= WHAT THE TASK ASKS =
Filter the lines below, copying only those with the string "Target".

= INPUT DATA =

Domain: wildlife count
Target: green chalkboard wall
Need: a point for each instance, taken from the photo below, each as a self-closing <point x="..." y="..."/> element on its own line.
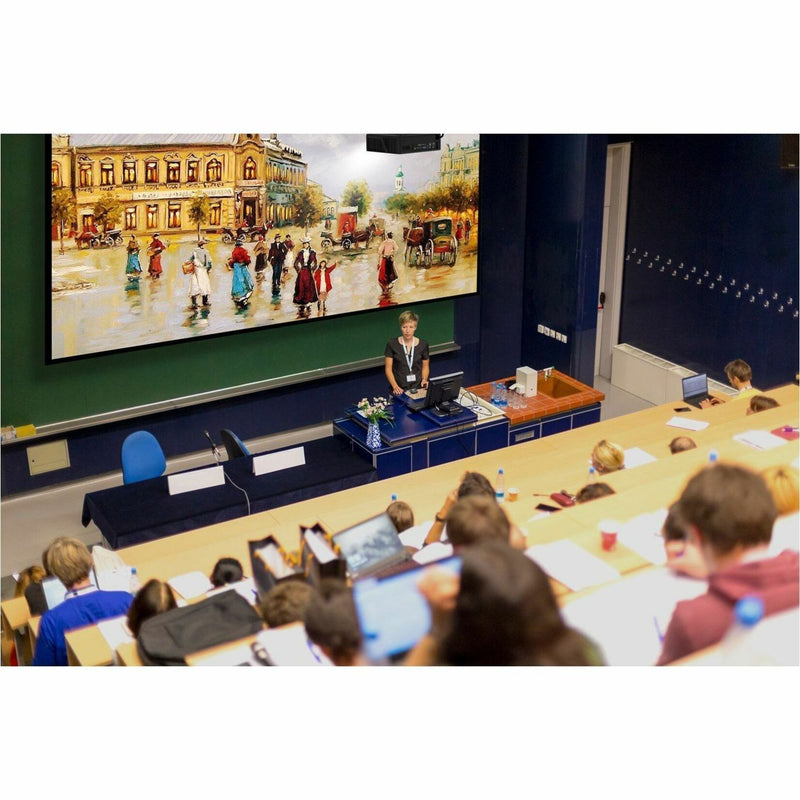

---

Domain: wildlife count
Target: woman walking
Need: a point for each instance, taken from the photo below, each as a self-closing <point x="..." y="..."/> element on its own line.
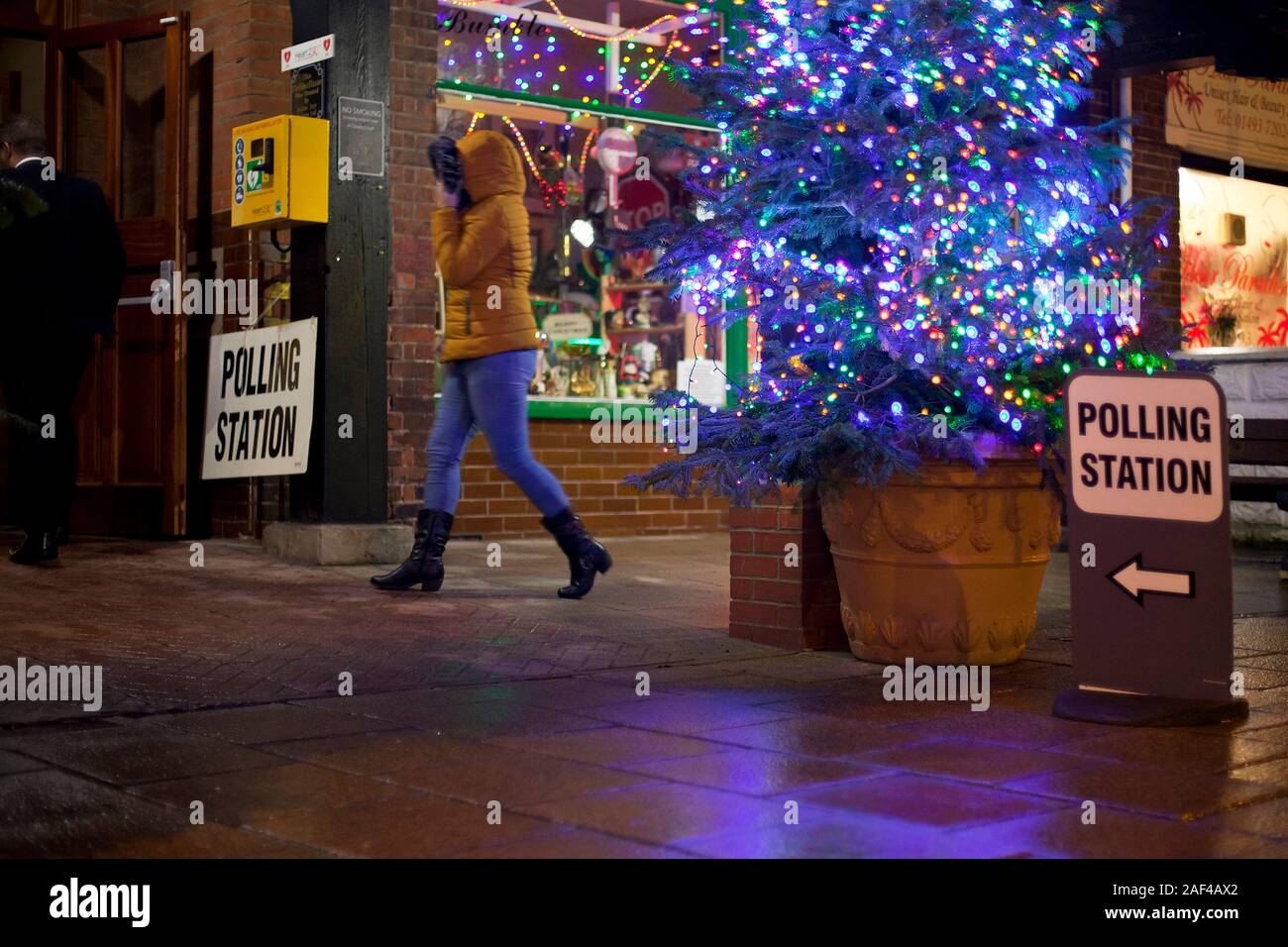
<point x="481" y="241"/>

= SOLUTION FOR THIS TASK =
Target: green chalkboard wall
Target: woman walking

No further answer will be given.